**Text section**
==*==

Care of the Caregiver

Chronic disease doesn’t just affect the person suffering from the illness. It can also be hugely stressful for their partner whose role becomes one of long term ‘carer’.

“A key factor that can protect ‘carers’ against the stress involved is to perceive their relationship with their ill spouse as an entity in itself, rather than seeing only two individuals.”


Ninety-two people who cared for a chronically ill husband or wife answered questions.

…participants who said being ‘part of a couple’ was central to the way they saw themselves, appeared to be protected from the effects of stressors such as: loss of companionship, feeling unable to cope, and wishing they were free to run away.

That is, among these participants with a strong ‘couple identity’, such stressors appeared to have a far weaker effect on their mental health.

Moreover, feeling part of a couple appeared to accentuate the positive aspects of being a carer, such as having high self-esteem and feeling competent.

==*==

**Activity list**
- a) Transcribe the caregiver passage, starting with "Ninety-two people who" and going on through "their mental health.".
- b) Decide whether each statement agrees with the caregiver passage, answering yes or no and quoting the deciding words: (i) The people who answered questions numbered ninety-two, all caring for a chronically ill spouse. (ii) Among participants with a strong couple identity, stressors appeared to have a stronger effect on their mental health. (iii) Feeling part of a couple appeared to accentuate positive aspects of caring, such as high self-esteem.

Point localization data

==*==

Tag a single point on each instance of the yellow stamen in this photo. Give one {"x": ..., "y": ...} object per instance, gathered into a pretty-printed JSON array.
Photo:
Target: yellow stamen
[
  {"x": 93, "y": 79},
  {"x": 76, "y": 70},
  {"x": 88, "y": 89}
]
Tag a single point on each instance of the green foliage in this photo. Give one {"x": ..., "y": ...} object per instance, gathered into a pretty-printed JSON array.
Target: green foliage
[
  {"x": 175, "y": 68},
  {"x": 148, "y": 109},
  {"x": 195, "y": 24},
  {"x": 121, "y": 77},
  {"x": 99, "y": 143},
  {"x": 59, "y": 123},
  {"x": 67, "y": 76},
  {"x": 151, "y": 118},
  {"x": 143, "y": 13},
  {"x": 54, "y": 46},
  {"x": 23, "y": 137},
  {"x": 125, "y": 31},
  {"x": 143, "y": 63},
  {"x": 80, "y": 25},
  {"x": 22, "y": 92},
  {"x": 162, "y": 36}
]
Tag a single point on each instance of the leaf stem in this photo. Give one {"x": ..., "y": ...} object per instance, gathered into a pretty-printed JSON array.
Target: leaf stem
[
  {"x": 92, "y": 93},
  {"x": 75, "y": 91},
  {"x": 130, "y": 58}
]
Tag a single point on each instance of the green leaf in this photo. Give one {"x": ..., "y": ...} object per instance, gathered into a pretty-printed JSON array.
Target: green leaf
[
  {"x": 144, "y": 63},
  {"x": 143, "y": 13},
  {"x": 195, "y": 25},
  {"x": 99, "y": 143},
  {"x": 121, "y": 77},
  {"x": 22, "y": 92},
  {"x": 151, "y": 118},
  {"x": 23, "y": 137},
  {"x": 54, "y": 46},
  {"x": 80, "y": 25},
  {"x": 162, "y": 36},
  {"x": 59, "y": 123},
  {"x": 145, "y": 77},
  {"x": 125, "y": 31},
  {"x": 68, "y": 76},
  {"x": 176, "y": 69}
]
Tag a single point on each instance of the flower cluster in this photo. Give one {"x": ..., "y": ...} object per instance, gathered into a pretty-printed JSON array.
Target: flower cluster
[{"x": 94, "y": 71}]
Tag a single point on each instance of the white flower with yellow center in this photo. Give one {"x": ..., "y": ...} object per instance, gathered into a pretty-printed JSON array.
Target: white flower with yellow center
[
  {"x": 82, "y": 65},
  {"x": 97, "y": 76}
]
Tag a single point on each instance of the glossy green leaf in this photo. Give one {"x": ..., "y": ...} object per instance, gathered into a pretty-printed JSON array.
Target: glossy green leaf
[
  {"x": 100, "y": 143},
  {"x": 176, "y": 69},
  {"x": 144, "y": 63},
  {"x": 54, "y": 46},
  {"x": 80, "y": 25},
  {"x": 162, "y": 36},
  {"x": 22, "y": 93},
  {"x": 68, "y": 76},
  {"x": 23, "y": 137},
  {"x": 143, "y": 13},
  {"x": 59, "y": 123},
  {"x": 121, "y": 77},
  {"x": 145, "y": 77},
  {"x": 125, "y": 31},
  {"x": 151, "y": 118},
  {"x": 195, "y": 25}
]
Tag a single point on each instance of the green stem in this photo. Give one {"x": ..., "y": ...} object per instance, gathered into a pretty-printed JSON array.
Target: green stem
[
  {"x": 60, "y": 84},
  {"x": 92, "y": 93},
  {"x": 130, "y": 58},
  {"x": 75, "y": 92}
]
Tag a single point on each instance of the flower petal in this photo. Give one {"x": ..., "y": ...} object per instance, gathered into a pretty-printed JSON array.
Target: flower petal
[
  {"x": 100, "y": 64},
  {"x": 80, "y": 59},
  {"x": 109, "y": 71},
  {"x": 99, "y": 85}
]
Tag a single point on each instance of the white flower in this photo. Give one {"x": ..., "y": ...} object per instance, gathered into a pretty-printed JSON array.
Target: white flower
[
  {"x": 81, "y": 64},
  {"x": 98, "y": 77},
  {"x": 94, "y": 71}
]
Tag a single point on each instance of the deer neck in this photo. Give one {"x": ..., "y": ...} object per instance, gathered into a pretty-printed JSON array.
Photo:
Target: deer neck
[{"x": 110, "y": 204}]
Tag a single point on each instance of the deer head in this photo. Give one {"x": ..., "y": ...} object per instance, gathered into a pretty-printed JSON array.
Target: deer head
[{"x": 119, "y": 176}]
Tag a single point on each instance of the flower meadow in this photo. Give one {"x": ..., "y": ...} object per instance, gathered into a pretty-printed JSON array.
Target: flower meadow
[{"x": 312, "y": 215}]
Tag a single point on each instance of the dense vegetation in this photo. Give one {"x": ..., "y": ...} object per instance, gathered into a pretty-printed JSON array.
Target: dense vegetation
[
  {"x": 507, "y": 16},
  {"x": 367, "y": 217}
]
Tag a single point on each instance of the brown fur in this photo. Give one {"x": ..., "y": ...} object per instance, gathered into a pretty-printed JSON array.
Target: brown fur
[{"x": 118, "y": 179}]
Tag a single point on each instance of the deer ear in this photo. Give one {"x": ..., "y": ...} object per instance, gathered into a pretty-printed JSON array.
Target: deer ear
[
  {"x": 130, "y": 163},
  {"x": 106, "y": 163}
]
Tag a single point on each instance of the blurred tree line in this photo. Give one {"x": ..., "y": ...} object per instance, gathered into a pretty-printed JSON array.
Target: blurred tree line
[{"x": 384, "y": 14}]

==*==

**Solutions per task**
- a)
Ninety-two people who cared for a chronically ill husband or wife answered questions.

…participants who said being ‘part of a couple’ was central to the way they saw themselves, appeared to be protected from the effects of stressors such as: loss of companionship, feeling unable to cope, and wishing they were free to run away.

That is, among these participants with a strong ‘couple identity’, such stressors appeared to have a far weaker effect on their mental health.

- b)
(i) Yes: "Ninety-two people who cared for a chronically ill husband or wife answered questions."
(ii) No: "such stressors appeared to have a far weaker effect on their mental health."
(iii) Yes: "feeling part of a couple appeared to accentuate the positive aspects of being a carer, such as having high self-esteem and feeling competent."